> Exercise directions
Using the records below, copy out exactly the line that contains "Locate each instance of the black goat" and every line that follows it, up to and including the last, and no others.

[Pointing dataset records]
• • •

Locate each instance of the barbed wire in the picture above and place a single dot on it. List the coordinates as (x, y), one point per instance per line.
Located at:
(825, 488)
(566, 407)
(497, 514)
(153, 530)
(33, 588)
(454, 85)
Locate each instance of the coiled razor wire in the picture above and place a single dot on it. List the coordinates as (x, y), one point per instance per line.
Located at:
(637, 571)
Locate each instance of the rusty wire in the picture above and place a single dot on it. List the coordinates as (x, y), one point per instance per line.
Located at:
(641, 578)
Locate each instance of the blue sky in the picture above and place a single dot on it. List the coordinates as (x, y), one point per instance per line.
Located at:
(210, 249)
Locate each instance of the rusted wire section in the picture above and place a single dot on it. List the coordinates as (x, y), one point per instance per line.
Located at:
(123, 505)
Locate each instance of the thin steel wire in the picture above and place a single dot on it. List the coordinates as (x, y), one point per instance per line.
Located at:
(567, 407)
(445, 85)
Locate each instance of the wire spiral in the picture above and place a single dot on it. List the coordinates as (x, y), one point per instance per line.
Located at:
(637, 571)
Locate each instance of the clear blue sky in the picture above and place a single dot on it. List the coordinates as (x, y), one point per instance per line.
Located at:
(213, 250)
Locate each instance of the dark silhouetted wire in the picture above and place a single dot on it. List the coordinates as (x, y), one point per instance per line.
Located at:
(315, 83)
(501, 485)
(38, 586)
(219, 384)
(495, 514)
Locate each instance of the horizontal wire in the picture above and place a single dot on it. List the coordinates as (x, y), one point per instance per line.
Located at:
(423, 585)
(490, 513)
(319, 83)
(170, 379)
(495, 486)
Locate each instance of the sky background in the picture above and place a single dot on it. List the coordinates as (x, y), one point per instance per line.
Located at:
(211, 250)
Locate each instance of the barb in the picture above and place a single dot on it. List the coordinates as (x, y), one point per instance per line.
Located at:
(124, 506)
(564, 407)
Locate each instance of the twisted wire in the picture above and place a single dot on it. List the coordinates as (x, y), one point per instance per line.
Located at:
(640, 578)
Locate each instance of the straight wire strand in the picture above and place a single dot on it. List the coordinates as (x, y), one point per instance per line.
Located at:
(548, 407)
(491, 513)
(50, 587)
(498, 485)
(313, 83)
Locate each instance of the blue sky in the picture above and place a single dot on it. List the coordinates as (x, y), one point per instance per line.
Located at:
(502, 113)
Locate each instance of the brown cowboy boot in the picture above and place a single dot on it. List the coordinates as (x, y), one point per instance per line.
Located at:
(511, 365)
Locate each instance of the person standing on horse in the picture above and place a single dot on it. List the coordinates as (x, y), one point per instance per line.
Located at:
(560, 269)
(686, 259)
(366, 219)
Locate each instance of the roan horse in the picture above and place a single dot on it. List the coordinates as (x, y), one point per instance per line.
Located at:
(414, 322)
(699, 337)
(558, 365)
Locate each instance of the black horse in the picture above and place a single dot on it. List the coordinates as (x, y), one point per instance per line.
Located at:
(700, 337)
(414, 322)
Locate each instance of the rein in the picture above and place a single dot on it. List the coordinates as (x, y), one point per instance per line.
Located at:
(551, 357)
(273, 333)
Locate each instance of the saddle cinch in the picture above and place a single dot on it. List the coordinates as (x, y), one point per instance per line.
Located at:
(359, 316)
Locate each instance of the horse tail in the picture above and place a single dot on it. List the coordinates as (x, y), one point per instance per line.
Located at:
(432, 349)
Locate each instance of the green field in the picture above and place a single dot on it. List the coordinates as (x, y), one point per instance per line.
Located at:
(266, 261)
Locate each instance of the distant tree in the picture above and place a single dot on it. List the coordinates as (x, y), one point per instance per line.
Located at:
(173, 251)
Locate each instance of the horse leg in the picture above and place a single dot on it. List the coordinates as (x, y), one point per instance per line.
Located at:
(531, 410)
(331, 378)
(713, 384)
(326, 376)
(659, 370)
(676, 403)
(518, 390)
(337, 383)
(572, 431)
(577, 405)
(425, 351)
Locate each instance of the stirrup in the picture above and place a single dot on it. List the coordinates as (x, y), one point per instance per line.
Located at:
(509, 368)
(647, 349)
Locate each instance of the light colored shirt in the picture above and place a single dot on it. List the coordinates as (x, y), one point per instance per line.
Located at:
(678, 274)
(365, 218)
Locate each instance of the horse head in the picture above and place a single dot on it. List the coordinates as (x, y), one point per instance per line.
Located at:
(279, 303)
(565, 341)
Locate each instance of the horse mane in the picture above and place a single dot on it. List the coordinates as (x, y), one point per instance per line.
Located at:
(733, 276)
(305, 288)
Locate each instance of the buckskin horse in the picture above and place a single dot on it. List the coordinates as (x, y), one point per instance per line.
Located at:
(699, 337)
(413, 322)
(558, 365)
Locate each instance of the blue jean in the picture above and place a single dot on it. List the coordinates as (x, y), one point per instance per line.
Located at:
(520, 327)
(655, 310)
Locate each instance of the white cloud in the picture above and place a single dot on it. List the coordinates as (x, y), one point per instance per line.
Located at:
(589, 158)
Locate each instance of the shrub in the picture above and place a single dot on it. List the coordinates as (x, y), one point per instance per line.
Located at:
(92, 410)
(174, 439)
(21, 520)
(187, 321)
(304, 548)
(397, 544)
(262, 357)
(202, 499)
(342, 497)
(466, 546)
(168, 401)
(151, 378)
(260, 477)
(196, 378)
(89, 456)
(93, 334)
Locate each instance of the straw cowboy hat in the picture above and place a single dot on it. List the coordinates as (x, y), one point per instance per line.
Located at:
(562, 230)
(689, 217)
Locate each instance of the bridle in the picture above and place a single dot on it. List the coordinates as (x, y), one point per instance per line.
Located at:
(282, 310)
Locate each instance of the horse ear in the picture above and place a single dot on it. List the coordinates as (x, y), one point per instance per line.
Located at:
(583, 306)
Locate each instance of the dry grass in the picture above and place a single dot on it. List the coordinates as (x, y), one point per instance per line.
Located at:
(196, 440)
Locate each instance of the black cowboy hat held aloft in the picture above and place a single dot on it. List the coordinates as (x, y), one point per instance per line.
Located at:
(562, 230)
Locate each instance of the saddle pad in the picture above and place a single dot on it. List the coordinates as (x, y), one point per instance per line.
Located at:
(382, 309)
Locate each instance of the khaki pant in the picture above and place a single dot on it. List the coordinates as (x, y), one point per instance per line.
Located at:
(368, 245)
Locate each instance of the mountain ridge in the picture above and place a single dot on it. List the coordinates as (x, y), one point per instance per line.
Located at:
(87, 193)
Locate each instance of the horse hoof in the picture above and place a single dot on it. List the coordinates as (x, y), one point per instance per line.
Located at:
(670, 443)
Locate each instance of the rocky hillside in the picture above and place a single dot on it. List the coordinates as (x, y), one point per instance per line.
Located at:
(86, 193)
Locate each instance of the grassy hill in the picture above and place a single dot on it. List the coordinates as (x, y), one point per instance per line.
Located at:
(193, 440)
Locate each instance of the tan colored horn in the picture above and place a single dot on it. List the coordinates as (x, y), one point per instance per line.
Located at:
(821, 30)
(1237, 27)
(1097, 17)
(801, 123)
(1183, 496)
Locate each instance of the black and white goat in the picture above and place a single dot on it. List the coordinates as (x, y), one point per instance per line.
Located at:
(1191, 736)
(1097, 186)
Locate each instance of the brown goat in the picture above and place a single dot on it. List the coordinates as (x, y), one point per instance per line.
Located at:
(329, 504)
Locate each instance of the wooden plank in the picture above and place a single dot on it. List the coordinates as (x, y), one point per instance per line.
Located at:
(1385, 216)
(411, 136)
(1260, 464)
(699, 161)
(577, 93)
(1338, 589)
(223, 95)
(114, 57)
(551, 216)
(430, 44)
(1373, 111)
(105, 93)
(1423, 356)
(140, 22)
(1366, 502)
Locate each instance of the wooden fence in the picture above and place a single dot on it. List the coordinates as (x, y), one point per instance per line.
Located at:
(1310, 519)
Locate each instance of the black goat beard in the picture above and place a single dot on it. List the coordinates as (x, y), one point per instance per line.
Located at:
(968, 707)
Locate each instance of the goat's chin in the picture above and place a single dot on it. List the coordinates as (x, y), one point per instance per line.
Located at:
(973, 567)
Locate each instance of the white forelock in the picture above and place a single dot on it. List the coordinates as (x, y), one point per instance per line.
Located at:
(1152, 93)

• • •

> Problem solution
Locate each instance of the black goat beard in the picture above and place a single dot on it. List the coordinates as (x, y), one point per instance per line.
Located at:
(968, 707)
Locate each instance of the goat's chin in the picture above and place a single dot on it. List the coordinates as (x, y), one point per instance per line.
Located at:
(973, 567)
Locate each instance of the white forelock in the picture above and place a single dot on it. List the coordinates as (x, y), one point per instance per line.
Located at:
(1152, 93)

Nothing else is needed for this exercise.